# [Written instruction A]
Make a numbered list of the record lines running from the line containing "the plaid shorts?" to the line containing "504), (149, 504)]", both included, with blank lines omitted.

# [Document]
━━━━━━━━━━

Toronto Telegram, December 3, 1932
Schooner Days LXIV (64)
By C.H.J. Snider

Spade Work on the Wreck

They say the spade is really the best archaeologist. It was applied last Saturday to that ancient wreck on the island shore which has defied all comers to give it a name.

It was a bitter cold day, like January. The Island seemed as deserted as Robinson Crusoe's. The lake, smooth under a scouring north wind, smoked like a smothered fire. At first glance it looked to be frozen all the way across, with little drifts of snow driving before the wind. That was only the steam from the unfrozen water meeting the freezing air. This difference of temperature between the two distorted the light, until a freighter squaring away out of the Eastern Gap towered up like the Bank of Commerce, with the little red patch of her engine room bulkhead glowing like a big red barn. To the westward the shores of the head of the lake loomed high as the Highlands of Scarboro. The bell-buoy off the point stood up like a Grenadier Guard.

This wreck lies near the water's edge, a little to the westward of a line that could be drawn from the old lighthouse to the bellbuoy. As stated earlier, it is uncovered every time we have low water on the lakes. When the waves recede the wind whips away the sand and reveals it. When the waves creep up again they bed it in sand and gravel, and it disappears for years. One correspondent is sure of it as far back as 1884; how much farther back it dates we would all like to know.

The surface sand of the beach was loose, but beneath it was frozen, and before any progress could be made with a shovel the sand and gravel had to be loosened with an axe. A couple of hours' vigorous work produced considerable information about the wreck, even if it did not uncover its name.

━━━━━━━━━━

# [Material for this exercise]

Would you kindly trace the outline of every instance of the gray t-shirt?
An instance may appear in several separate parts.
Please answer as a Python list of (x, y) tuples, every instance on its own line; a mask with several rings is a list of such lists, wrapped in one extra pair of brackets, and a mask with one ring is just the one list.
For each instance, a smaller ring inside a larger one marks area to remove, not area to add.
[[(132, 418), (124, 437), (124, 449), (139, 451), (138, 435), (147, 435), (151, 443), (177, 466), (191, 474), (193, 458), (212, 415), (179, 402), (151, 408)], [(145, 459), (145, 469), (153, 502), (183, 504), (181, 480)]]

━━━━━━━━━━

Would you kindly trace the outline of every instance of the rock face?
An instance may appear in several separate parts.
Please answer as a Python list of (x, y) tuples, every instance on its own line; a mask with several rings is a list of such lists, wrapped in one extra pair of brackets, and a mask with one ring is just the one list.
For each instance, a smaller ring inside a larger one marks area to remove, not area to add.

━━━━━━━━━━

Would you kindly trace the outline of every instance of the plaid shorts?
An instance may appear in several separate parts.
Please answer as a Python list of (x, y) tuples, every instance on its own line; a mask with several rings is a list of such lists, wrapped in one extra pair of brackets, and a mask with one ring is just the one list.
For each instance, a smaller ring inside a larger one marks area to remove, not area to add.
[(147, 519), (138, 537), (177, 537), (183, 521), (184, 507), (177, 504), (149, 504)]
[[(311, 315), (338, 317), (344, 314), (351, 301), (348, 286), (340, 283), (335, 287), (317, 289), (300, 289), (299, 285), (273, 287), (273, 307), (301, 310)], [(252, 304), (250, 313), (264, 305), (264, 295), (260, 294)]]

━━━━━━━━━━

# [Written instruction B]
Quote the entire Schooner Days column word for word.

# [Full response A]
1. Would you kindly trace the outline of every instance of the plaid shorts?
2. An instance may appear in several separate parts.
3. Please answer as a Python list of (x, y) tuples, every instance on its own line; a mask with several rings is a list of such lists, wrapped in one extra pair of brackets, and a mask with one ring is just the one list.
4. For each instance, a smaller ring inside a larger one marks area to remove, not area to add.
5. [(147, 519), (138, 537), (177, 537), (183, 521), (184, 507), (177, 504), (149, 504)]

# [Full response B]
Toronto Telegram, December 3, 1932
Schooner Days LXIV (64)
By C.H.J. Snider

Spade Work on the Wreck

They say the spade is really the best archaeologist. It was applied last Saturday to that ancient wreck on the island shore which has defied all comers to give it a name.

It was a bitter cold day, like January. The Island seemed as deserted as Robinson Crusoe's. The lake, smooth under a scouring north wind, smoked like a smothered fire. At first glance it looked to be frozen all the way across, with little drifts of snow driving before the wind. That was only the steam from the unfrozen water meeting the freezing air. This difference of temperature between the two distorted the light, until a freighter squaring away out of the Eastern Gap towered up like the Bank of Commerce, with the little red patch of her engine room bulkhead glowing like a big red barn. To the westward the shores of the head of the lake loomed high as the Highlands of Scarboro. The bell-buoy off the point stood up like a Grenadier Guard.

This wreck lies near the water's edge, a little to the westward of a line that could be drawn from the old lighthouse to the bellbuoy. As stated earlier, it is uncovered every time we have low water on the lakes. When the waves recede the wind whips away the sand and reveals it. When the waves creep up again they bed it in sand and gravel, and it disappears for years. One correspondent is sure of it as far back as 1884; how much farther back it dates we would all like to know.

The surface sand of the beach was loose, but beneath it was frozen, and before any progress could be made with a shovel the sand and gravel had to be loosened with an axe. A couple of hours' vigorous work produced considerable information about the wreck, even if it did not uncover its name.